TASK PROMPT | Write out the data again from its first line through the line containing "130 109 260 393", inclusive, with the requests included. Scale every bounding-box coordinate in the answers by 1.3 and round each result to a whole number, with halves rounded up. Leave the numbers in the requests and in their format sample unchanged.

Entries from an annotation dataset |
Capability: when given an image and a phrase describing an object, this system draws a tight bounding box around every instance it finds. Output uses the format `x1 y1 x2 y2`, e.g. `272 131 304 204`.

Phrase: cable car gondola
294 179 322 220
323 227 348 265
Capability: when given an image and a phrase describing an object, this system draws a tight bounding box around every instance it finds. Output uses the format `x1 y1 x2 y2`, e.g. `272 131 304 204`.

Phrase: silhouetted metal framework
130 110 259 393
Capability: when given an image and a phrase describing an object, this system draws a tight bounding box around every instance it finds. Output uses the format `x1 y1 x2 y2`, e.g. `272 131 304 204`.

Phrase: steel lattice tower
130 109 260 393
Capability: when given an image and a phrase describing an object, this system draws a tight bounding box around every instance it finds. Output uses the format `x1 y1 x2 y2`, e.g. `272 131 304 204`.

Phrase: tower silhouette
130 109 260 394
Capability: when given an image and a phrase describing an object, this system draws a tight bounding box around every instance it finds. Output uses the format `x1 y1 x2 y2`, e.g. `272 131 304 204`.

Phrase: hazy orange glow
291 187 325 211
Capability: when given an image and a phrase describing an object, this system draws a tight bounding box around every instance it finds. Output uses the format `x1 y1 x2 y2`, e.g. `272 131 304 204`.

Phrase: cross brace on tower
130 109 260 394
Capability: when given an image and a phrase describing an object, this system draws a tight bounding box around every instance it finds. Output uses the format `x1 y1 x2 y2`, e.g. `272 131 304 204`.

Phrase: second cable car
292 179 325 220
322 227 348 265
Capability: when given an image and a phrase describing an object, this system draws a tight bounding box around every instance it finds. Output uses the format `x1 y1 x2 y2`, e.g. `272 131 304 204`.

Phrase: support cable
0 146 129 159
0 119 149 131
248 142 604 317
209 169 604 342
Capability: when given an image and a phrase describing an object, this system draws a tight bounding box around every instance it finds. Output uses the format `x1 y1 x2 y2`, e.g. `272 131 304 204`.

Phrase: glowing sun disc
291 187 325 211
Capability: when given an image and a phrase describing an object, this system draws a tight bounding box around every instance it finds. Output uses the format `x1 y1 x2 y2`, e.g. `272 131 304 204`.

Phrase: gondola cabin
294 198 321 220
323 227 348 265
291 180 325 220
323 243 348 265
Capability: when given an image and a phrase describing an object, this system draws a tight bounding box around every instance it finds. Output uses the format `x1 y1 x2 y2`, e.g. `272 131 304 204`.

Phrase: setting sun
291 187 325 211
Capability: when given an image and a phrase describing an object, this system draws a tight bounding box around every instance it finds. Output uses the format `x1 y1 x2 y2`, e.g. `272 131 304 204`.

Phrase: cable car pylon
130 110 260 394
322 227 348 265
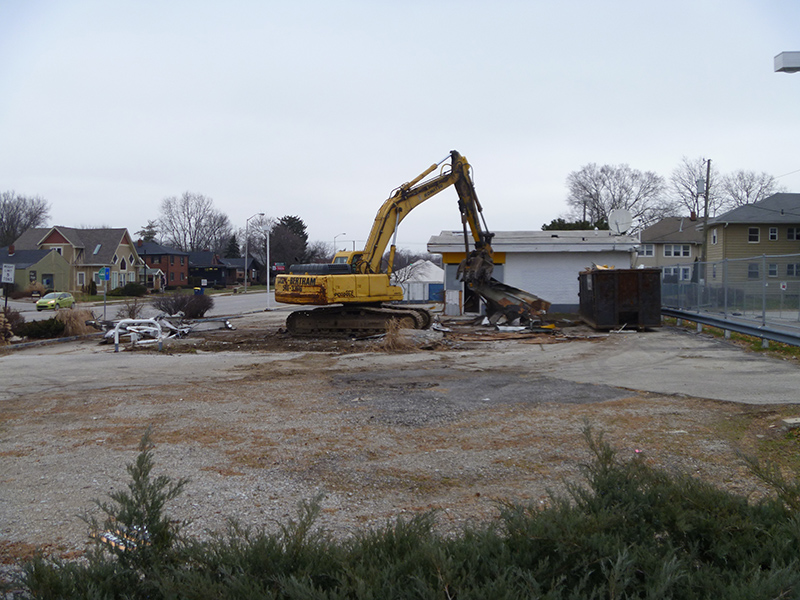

WORKED SOLUTION |
Capability: when given an image and a phrase describing an object, this system draws a tight bounding box around every instance it finds. Output uses the format `x1 y1 x2 y2`, e.g. `272 131 304 204`.

Phrase: cable car gondola
382 233 419 286
420 295 452 345
Capability: when given an image and a phrase describing an object, this system draws a tight bounding box around every instance it finds. Output uses the format `x1 y1 x2 y2`, e.g. `272 131 304 204`.

Phrase: silhouetted metal framework
169 143 337 511
Capability: when given an image and a phrase describing an object, this system draws a tight bounding box around every instance it finds. Output uses the format `x1 y1 x2 y2`, e.g. `272 131 304 204`.

Phrase: steel lattice tower
169 142 338 511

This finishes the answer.